* Your instructions: Copy out the lines of the entries word for word, starting at the line containing "row: wispy cloud" and ending at the line containing "Each instance of the wispy", both included.

+ + + + + + +

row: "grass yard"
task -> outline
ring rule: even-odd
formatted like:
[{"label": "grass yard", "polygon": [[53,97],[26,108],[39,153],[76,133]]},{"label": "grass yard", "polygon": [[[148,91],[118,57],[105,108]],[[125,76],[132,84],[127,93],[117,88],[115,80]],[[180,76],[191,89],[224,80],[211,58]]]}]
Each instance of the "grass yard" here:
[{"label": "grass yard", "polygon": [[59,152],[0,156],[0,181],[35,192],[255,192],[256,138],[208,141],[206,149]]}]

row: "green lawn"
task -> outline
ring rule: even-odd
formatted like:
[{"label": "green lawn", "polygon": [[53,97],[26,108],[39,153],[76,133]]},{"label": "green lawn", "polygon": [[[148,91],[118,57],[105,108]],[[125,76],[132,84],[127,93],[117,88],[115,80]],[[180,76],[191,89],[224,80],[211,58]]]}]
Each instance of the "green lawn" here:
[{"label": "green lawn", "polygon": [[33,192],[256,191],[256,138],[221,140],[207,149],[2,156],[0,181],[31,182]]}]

+ + + + + + +

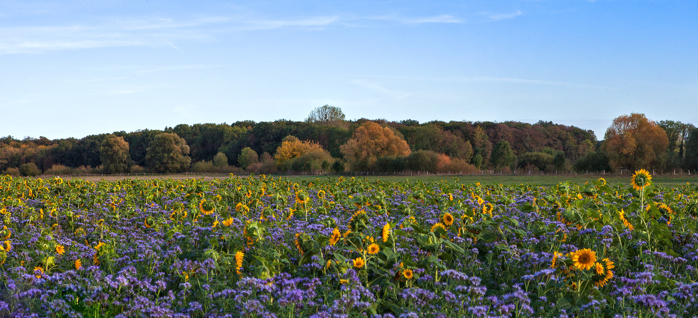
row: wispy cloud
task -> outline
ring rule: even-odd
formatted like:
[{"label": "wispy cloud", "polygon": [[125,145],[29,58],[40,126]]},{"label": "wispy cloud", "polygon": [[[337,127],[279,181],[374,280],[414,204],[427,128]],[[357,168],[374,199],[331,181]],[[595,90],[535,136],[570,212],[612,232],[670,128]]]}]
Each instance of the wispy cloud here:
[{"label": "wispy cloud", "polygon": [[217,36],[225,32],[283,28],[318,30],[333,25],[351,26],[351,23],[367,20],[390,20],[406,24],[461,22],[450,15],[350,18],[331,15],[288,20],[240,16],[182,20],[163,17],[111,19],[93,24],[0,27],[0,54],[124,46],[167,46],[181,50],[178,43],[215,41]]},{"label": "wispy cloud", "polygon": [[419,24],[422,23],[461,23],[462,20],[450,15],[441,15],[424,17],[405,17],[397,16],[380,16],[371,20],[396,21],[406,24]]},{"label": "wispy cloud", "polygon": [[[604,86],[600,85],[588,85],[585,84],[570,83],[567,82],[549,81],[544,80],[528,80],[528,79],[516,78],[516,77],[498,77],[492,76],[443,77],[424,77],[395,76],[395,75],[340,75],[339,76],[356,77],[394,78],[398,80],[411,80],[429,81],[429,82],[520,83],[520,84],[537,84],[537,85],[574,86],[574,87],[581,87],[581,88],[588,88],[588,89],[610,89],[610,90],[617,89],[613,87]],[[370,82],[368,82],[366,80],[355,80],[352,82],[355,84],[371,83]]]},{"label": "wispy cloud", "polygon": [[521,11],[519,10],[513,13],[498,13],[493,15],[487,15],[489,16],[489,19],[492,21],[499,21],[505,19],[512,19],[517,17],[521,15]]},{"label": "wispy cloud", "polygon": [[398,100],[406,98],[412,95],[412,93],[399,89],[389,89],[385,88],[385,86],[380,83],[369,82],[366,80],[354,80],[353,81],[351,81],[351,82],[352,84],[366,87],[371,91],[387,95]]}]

+ + + + + + +

* Answer to this problem:
row: wispy cloud
task -> outline
ring rule: even-odd
formatted like:
[{"label": "wispy cloud", "polygon": [[125,145],[29,58],[40,126]]},{"label": "wispy cloud", "polygon": [[[337,127],[279,181],[374,280],[414,204],[427,128]],[[357,168],[374,199],[331,181]],[[595,90],[535,136],[570,212],[612,232],[670,128]]]}]
Each instance of the wispy cloud here:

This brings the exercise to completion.